Jeudi 13 septembre au
soir, de nombreuses manifestations éclataient dans les principales
villes d'Argentine. Rythmée au son des casseroles, la marche
avancait à grands bruits et les voix semblaient s'élever à
l'unanimité contre la politique menée par Cristina Kirchner,
Présidente depuis 2007.
Opposition à la réélection, dénonciation
de l'insécurité, de l'inflation et de la corruption étaient les
principaux motifs de la protestation. L'occasion pour les argentins
de dresser un bilan sur les mesures économiques et politiques
entreprises par le gouvernement ces dernières années.
Il est 19h30 à Buenos
Aires et la place de Mayo se remplit peu à peu. Les manifestants se
pressent devant la maison rose, munis de banderoles, casseroles et
autres objets métalliques afin d'exprimer bruyamment leur
mécontentement. Selon la police municipale, ils étaient près de
200 000 dans la capitale. Dans d'autres villes telles que Rosario,
Cordoba, Tucuman, Mendoza et Santa Fe, des milliers de personnes
avaient elles-aussi répondu à l'appel, lancé uniquement par le
biais des réseaux sociaux.
Sur place, aucun sloggan
partisan mais une population hétérogène, issue en grande partie de
la classe moyenne mais aussi, comme le soulignent les journaux „la
nacion“ et „Pagina12“ de jeunes, de femmes et autres profils
divers. Quelques personnalités politiques s'étaient également
jointes au groupe. Elles indiquaient par leur présence discrète,
l'opinion partagée par des partis tels que „Union pour Tous“ et
„Péronisme Dissident“.
La manifestation du 13
septembre n'est pas la première organisée en opposition au
gouvernement. Depuis le début du second mandat de Cristina, quatre
autres défilés de „cacerolazos“ (les fameuses casseroles,
utilisées lors de chacune des manifestations) ont déjà eu lieu, le
31 mai, les 7 et 14 juin ainsi que le 4 septembre. Ces marches
prônent les mêmes revendications, d'ordre politique et économique.

....................

Travail demandé:
**a.** Recopiez le passage de l'extrait sur les manifestations en Argentine allant de "Jeudi 13 septembre" à "Présidente depuis 2007.".
**b.** Pour chacune des affirmations suivantes, indiquez par oui ou par non si elle est conforme à l'extrait sur les manifestations en Argentine, en citant à l'identique les mots du texte qui permettent de trancher. (i) D'après la police municipale, les manifestants étaient près de 200 000 dans la capitale. (ii) L'appel à manifester avait été lancé par des partis politiques. (iii) La manifestation du 13 septembre était la première organisée contre le gouvernement.

....................

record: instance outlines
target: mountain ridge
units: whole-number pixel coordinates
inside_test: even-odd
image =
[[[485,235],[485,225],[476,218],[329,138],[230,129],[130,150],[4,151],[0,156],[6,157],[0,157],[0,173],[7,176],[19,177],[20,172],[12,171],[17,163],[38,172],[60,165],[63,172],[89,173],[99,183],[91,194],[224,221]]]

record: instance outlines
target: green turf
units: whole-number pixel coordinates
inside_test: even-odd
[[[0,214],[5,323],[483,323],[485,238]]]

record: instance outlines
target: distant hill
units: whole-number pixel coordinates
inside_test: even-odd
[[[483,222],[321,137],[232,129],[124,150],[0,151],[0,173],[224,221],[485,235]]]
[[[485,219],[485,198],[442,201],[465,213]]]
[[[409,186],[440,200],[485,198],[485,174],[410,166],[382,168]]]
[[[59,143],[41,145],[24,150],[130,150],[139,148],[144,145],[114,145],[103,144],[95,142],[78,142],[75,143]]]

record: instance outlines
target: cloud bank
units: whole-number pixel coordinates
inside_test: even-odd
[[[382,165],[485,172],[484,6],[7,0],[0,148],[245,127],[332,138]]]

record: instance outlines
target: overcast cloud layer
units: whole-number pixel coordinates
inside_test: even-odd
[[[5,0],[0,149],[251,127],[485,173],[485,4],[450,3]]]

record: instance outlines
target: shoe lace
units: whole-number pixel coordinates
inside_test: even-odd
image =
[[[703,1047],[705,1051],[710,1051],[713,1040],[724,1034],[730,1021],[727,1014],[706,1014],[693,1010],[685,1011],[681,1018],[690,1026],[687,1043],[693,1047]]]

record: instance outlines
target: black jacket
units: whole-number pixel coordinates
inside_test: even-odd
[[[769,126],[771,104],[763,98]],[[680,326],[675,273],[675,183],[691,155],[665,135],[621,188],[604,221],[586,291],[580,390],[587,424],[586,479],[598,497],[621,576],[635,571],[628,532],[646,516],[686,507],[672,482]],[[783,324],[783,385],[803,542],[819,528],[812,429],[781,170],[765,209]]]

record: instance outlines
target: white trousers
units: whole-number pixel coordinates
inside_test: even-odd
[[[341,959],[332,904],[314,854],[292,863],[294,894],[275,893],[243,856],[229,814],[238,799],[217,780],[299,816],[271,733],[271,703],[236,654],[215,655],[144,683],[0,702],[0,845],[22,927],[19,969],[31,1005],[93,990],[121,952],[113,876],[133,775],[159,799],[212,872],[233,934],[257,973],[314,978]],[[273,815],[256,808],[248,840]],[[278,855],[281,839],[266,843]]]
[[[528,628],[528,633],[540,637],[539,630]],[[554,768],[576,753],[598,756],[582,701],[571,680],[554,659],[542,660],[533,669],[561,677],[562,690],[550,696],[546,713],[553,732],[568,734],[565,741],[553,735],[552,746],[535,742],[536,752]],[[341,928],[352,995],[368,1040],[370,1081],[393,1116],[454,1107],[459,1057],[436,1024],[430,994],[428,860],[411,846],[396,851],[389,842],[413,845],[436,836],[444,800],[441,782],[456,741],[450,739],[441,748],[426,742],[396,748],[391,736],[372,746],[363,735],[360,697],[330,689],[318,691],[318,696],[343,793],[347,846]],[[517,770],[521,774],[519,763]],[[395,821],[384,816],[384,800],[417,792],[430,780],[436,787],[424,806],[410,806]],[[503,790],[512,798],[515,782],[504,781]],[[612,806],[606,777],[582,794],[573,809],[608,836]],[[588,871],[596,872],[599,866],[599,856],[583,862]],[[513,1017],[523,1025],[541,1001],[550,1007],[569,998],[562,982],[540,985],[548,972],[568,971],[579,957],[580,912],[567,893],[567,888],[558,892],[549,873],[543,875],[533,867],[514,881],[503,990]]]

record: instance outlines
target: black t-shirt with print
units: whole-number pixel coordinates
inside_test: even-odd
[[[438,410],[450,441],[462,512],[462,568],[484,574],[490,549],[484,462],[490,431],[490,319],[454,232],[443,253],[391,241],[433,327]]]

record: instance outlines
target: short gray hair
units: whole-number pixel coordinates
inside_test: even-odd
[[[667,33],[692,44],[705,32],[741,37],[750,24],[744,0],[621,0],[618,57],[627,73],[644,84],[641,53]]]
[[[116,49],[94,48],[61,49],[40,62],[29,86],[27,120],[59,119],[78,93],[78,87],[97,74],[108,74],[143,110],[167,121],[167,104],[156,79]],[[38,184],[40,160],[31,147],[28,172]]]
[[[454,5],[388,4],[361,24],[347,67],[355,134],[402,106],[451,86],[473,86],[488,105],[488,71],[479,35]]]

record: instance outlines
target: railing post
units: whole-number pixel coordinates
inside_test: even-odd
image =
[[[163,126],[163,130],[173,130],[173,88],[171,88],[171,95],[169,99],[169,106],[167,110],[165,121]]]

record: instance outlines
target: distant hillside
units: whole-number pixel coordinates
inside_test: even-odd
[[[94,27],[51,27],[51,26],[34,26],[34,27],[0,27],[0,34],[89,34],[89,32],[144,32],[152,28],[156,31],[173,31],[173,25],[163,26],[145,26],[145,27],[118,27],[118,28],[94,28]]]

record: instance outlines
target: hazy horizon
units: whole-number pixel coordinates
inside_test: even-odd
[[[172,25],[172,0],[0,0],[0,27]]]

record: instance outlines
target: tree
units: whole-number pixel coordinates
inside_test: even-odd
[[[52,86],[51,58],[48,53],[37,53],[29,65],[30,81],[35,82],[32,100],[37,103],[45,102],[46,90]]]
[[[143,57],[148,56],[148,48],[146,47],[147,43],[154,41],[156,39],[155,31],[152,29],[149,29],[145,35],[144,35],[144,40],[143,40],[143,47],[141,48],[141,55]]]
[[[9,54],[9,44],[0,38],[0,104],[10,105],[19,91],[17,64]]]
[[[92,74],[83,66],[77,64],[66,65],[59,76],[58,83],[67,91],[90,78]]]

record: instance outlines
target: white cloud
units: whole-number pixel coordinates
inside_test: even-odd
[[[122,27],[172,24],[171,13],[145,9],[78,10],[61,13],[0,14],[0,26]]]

....................

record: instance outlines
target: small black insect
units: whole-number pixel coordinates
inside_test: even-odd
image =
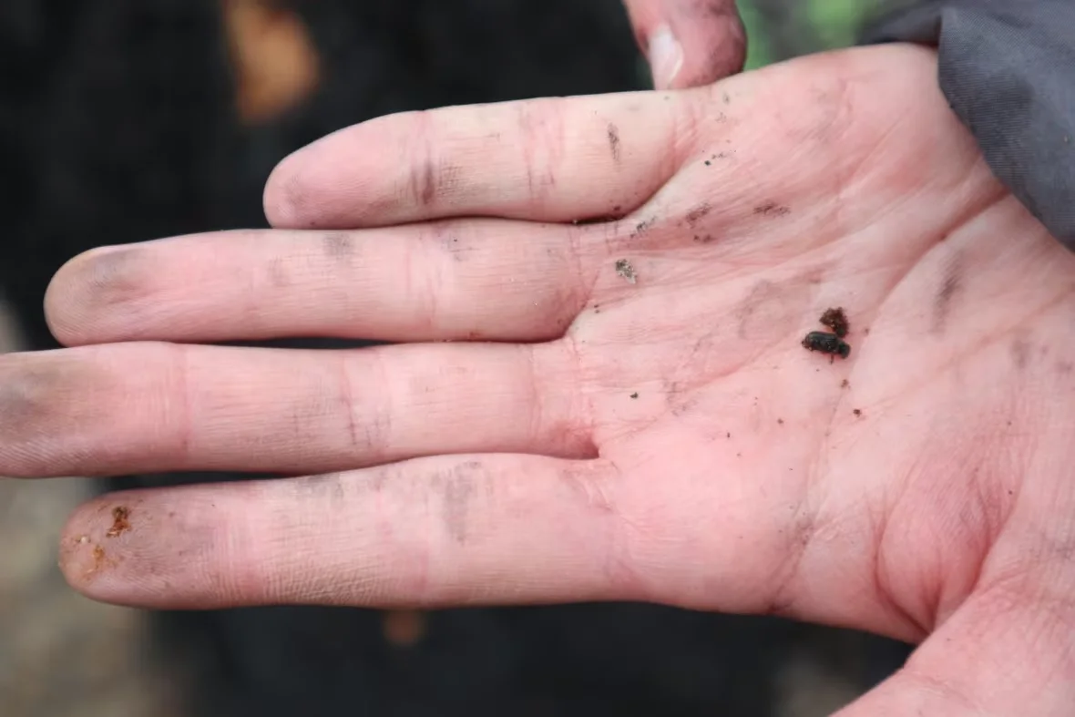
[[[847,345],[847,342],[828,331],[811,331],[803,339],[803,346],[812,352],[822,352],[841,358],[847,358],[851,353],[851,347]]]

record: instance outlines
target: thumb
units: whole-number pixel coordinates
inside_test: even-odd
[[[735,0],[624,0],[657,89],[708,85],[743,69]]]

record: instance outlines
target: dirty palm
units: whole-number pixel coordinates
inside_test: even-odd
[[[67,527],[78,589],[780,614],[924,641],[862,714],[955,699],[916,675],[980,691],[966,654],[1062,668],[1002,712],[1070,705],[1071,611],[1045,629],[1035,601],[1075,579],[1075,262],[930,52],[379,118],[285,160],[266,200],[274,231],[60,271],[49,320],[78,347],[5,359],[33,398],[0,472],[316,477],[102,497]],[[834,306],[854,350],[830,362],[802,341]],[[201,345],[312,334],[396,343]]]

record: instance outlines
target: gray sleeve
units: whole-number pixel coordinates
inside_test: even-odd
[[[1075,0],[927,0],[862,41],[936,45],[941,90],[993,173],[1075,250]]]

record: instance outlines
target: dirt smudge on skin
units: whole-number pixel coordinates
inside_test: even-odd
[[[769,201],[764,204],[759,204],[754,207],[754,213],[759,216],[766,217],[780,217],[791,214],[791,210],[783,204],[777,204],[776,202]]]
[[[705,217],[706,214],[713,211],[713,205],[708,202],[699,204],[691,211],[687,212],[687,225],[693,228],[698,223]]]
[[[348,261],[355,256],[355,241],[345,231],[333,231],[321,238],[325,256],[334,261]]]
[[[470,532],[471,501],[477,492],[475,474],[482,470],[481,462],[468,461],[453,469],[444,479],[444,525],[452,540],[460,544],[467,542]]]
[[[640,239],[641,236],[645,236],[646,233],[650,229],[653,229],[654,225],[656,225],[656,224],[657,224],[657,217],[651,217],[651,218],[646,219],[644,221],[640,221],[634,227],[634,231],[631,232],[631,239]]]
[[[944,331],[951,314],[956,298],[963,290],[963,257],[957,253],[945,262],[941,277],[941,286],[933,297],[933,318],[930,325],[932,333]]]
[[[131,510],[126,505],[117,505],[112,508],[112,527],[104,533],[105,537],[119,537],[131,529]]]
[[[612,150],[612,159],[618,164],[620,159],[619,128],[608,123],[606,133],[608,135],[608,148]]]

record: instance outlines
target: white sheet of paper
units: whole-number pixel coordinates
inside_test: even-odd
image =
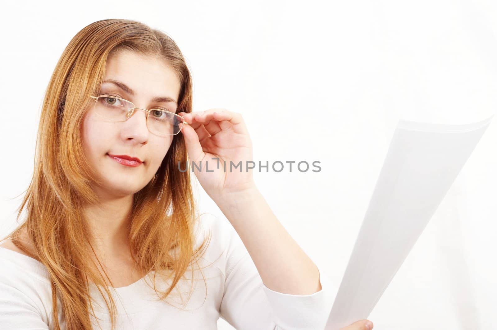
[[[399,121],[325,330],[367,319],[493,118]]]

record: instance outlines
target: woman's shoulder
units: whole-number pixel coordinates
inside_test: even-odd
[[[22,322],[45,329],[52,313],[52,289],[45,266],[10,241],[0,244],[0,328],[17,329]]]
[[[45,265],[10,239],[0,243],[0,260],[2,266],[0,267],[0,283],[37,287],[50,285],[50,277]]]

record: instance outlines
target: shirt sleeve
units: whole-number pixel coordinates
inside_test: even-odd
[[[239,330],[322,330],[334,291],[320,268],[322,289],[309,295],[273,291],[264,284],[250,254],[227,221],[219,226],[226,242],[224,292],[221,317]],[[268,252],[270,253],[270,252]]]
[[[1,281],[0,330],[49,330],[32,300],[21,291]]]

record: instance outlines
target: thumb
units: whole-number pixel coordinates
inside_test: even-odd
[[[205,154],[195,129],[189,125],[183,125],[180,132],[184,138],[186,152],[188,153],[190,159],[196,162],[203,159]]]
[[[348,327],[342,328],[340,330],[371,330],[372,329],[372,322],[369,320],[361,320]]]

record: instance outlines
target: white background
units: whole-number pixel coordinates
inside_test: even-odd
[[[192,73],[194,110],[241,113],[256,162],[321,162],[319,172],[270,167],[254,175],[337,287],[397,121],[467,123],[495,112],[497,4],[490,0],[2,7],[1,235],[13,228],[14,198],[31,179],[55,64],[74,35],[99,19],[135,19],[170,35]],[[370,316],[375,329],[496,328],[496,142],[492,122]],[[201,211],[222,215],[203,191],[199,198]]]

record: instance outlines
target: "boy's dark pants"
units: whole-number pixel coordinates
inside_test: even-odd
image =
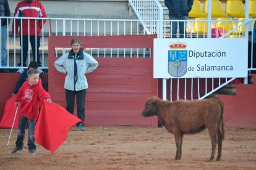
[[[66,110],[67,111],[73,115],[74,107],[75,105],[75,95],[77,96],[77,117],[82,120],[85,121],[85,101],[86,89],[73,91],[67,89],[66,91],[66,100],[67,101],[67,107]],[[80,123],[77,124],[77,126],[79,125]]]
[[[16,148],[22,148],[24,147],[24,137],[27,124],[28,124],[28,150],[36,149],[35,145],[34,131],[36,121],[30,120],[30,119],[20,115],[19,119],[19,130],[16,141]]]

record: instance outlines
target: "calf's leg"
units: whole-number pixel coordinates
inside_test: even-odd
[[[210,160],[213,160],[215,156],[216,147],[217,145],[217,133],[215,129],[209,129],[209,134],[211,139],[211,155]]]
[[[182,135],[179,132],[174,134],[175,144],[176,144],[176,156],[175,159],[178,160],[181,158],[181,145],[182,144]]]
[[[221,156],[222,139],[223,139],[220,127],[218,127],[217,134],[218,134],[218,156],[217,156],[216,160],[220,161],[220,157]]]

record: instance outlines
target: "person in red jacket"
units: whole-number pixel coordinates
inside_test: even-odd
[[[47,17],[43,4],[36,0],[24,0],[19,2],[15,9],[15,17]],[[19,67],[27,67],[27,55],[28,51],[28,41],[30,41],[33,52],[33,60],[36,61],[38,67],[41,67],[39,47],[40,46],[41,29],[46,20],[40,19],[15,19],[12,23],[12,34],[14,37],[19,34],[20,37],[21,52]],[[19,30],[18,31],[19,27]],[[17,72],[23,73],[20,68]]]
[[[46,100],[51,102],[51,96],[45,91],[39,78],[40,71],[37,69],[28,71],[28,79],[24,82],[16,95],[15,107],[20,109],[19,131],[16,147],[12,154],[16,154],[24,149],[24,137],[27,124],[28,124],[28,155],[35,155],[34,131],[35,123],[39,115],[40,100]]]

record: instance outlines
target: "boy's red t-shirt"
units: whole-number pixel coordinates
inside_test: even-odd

....................

Corrigé de l'exercice:
**a.**
Jeudi 13 septembre au
soir, de nombreuses manifestations éclataient dans les principales
villes d'Argentine. Rythmée au son des casseroles, la marche
avancait à grands bruits et les voix semblaient s'élever à
l'unanimité contre la politique menée par Cristina Kirchner,
Présidente depuis 2007.

**b.**
(i) Oui : « Selon la police municipale, ils étaient près de 200 000 dans la capitale. »
(ii) Non : « l'appel, lancé uniquement par le biais des réseaux sociaux »
(iii) Non : « La manifestation du 13 septembre n'est pas la première organisée en opposition au gouvernement. »